Given passage
::::

One final piece to the puzzle is mini-ITX, which is a 170 mm × 170 mm (6.7 in × 6.7 in) motherboard form-factor that was originally developed by VIA Technologies in 2001. The size of mini-ITX boards, coupled with the fact that they are well suited to fanless cooling, has led to them being widely deployed in industrial and embedded systems requiring high reliability in challenging environments.
The reason I’m waffling on about all this here is that the chaps and chapesses at Flex Logix recently announced their InferX Hawk X1, which is a hardware and software-ready mini-ITX x86 system designed to help customers quickly and easily customize, build, and deploy edge and embedded AI systems.
Hawk X1 (Source: Flex Logix)
In addition to an AMD Ryzen Embedded R2314 SoC processor, the Hawk X1 boasts two of Flex Logix’s InferX X1 AI accelerator chips. Supporting the Linux and Windows operating systems, this application-ready drop-in upgrade for existing mini-ITX systems reduces risk, time-to-market, and development time with respect to creating and deploying edge and embedded AI systems.
At a high level of abstraction, the AI workflow for development and deployment may be visualized as illustrated below.
AI workflow for development and deployment (Source: Flex Logix)
The process commences by gathering data, labelling that data, and performing a bunch of other data-related tasks. The next step is to develop and train the AL model. As was previously noted, these models are usually represented using 32-bit floating-point values, and training them is a time-consuming and computationally expensive process.
Following training, the models are quantized (often into 8-bit fixed-point representations), optimized, and compiled into a form suitable for deployment. This where things get interesting because, once out in the real-world, in addition to performing its intended task, an inference engine may be exposed to data that is different to, and/or better than, the data upon which it was originally trained, so it may be that this data is “fed back up the line” to be incorporated into updated models for future deployment. This is very different to the traditional embedded life cycle, which might be summarized as “deploy and forget” (well, update once a year or “every now and then”).
The way in which the folks at Flex Logix fit into this workflow is depicted below.
AI workflow for development and deployment with Flex Logix
(Source: Flex Logix)

::::

Material

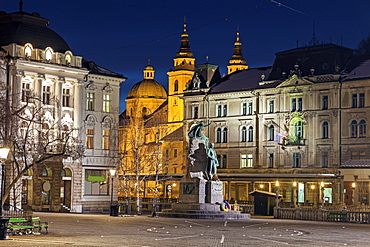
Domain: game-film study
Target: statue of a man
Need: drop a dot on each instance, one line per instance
(212, 161)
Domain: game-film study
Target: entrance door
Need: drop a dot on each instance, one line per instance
(260, 205)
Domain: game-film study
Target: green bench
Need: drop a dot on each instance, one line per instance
(20, 226)
(338, 216)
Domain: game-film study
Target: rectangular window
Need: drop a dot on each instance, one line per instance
(354, 100)
(223, 161)
(361, 100)
(96, 182)
(106, 139)
(271, 106)
(362, 155)
(244, 109)
(46, 95)
(296, 160)
(218, 110)
(195, 111)
(294, 104)
(66, 97)
(106, 102)
(89, 138)
(243, 161)
(324, 160)
(270, 160)
(325, 102)
(90, 101)
(250, 108)
(26, 91)
(299, 104)
(250, 161)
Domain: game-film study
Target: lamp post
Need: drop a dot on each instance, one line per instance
(3, 221)
(113, 211)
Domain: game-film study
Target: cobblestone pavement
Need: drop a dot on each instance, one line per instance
(103, 230)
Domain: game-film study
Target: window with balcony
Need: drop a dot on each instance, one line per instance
(66, 97)
(90, 101)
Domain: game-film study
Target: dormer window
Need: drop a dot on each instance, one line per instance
(48, 53)
(28, 50)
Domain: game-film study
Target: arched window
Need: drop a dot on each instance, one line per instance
(243, 134)
(218, 135)
(48, 53)
(354, 129)
(224, 135)
(298, 129)
(362, 128)
(250, 134)
(325, 130)
(176, 86)
(271, 131)
(28, 50)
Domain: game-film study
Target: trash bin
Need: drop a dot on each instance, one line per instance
(114, 210)
(3, 228)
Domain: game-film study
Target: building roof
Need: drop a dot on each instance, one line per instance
(98, 70)
(21, 28)
(323, 59)
(147, 88)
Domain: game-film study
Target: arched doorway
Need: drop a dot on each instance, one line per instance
(65, 189)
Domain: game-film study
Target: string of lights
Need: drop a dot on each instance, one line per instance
(176, 34)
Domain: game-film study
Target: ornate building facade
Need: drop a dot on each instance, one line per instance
(37, 63)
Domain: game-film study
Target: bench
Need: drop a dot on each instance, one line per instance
(338, 216)
(20, 226)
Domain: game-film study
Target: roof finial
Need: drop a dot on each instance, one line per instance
(21, 5)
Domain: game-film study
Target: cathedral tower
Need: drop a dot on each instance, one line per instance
(237, 62)
(183, 71)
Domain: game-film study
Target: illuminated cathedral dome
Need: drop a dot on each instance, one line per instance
(148, 88)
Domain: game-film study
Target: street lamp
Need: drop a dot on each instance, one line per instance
(112, 207)
(3, 156)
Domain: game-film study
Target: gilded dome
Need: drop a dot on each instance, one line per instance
(147, 89)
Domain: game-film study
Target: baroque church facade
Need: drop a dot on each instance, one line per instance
(82, 97)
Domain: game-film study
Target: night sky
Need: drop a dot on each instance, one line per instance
(122, 35)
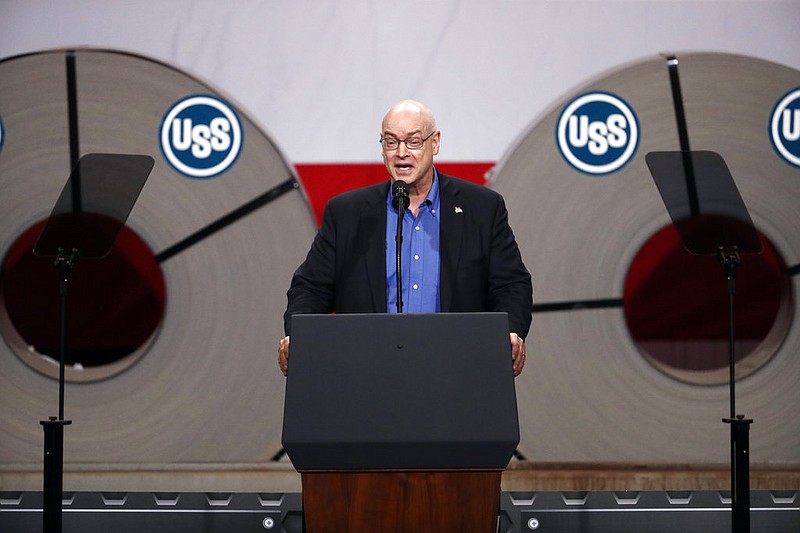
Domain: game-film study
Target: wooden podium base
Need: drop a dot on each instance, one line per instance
(401, 501)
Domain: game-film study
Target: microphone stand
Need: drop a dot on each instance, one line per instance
(740, 426)
(401, 210)
(54, 427)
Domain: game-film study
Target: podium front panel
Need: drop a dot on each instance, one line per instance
(408, 391)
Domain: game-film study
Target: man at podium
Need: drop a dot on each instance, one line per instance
(458, 253)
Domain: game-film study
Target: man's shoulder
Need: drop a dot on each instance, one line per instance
(469, 189)
(375, 192)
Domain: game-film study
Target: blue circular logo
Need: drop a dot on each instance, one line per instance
(784, 127)
(597, 133)
(201, 136)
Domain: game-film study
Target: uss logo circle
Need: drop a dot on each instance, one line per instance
(201, 136)
(785, 127)
(597, 133)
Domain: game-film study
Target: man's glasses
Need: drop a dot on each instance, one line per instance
(391, 144)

::::

Job A
Please rewrite the Hawk X1 passage from "The reason I’m" up to and including "X1 (Source: Flex Logix)", replacing "Flex Logix" with "Flex Logix Inc.".
Job B
Answer these questions from the Hawk X1 passage:
(i) Which company originally developed mini-ITX, and in what year?
(ii) What processor does the Hawk X1 include alongside its AI accelerator chips?
(iii) Into what representation are models often quantized after training?

Exercise output A
The reason I’m waffling on about all this here is that the chaps and chapesses at Flex Logix Inc. recently announced their InferX Hawk X1, which is a hardware and software-ready mini-ITX x86 system designed to help customers quickly and easily customize, build, and deploy edge and embedded AI systems.
Hawk X1 (Source: Flex Logix Inc.)

Exercise output B
(i) VIA Technologies, in 2001.
(ii) An AMD Ryzen Embedded R2314 SoC processor.
(iii) 8-bit fixed-point representations.